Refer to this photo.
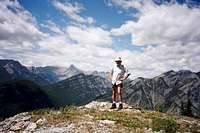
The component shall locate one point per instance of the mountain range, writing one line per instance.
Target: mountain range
(167, 91)
(72, 86)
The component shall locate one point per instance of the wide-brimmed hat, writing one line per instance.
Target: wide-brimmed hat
(118, 59)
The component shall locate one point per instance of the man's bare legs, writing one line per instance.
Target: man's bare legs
(114, 96)
(119, 96)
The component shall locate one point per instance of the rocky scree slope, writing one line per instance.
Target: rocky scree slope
(97, 117)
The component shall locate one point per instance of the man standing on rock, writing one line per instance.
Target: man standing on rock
(117, 75)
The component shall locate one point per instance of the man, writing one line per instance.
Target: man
(117, 75)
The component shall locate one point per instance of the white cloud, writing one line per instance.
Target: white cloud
(86, 47)
(17, 25)
(165, 24)
(89, 35)
(73, 11)
(52, 27)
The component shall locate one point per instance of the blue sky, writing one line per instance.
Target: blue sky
(105, 16)
(151, 36)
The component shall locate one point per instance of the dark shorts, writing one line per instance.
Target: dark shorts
(115, 86)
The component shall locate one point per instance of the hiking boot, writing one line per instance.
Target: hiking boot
(113, 106)
(120, 106)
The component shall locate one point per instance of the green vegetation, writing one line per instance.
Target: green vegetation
(168, 125)
(127, 119)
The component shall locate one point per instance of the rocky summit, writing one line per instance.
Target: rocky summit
(97, 117)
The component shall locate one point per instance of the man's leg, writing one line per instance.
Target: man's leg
(114, 96)
(119, 96)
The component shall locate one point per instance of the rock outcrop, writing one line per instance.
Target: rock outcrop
(97, 117)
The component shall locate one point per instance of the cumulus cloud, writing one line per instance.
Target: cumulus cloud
(17, 25)
(164, 24)
(73, 11)
(87, 46)
(125, 4)
(52, 27)
(89, 35)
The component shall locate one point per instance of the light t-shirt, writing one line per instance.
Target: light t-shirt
(118, 72)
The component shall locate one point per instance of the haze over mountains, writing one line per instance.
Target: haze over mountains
(72, 86)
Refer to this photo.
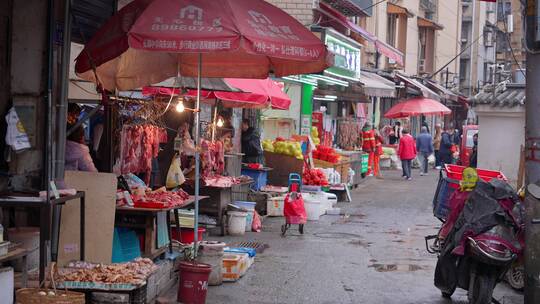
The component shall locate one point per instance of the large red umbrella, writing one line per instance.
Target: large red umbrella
(417, 106)
(255, 94)
(149, 41)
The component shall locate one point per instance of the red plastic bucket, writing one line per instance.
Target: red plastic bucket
(187, 235)
(193, 282)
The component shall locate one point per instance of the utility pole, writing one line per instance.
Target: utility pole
(532, 148)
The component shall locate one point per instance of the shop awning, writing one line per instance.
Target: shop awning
(425, 91)
(423, 22)
(382, 47)
(442, 91)
(351, 7)
(392, 8)
(377, 86)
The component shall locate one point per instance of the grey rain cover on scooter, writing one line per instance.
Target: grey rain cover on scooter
(481, 212)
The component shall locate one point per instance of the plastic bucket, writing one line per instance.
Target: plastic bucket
(237, 222)
(250, 207)
(313, 208)
(211, 253)
(28, 237)
(187, 235)
(193, 282)
(275, 205)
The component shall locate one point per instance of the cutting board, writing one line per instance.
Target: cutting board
(100, 189)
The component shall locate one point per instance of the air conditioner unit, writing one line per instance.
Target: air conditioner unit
(510, 23)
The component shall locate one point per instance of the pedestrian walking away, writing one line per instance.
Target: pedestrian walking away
(437, 145)
(396, 133)
(407, 152)
(377, 156)
(473, 160)
(445, 151)
(424, 146)
(251, 144)
(368, 146)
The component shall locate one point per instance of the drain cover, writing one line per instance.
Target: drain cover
(259, 247)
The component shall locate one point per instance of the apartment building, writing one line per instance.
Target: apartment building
(491, 38)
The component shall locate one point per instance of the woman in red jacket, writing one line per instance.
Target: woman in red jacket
(407, 152)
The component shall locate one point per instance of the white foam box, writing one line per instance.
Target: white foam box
(109, 298)
(7, 285)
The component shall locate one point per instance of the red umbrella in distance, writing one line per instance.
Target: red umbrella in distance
(417, 106)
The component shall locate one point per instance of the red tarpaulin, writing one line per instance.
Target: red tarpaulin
(417, 106)
(256, 94)
(147, 42)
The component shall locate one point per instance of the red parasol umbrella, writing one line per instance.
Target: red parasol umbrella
(149, 41)
(417, 106)
(265, 87)
(255, 94)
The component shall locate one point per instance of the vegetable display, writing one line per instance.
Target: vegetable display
(314, 177)
(285, 147)
(326, 154)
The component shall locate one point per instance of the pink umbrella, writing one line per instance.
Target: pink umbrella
(417, 106)
(149, 41)
(256, 94)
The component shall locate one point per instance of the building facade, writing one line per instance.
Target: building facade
(491, 39)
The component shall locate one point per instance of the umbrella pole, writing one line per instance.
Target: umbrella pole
(197, 160)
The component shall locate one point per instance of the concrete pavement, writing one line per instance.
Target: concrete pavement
(373, 253)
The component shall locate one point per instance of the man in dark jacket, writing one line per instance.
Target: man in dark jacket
(251, 144)
(446, 146)
(424, 146)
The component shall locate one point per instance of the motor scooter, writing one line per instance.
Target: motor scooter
(477, 251)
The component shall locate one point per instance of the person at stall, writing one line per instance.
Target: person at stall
(424, 146)
(396, 133)
(379, 140)
(251, 143)
(473, 160)
(368, 146)
(437, 145)
(77, 155)
(407, 152)
(445, 151)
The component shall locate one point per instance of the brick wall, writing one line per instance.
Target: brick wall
(302, 10)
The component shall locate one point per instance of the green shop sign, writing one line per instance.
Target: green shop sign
(346, 55)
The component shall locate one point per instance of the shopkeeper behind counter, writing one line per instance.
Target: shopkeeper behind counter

__________

(Directions for this task):
Please give the number of lines in the data above where the word "counter" appears, and nothing besides.

(Your solution):
2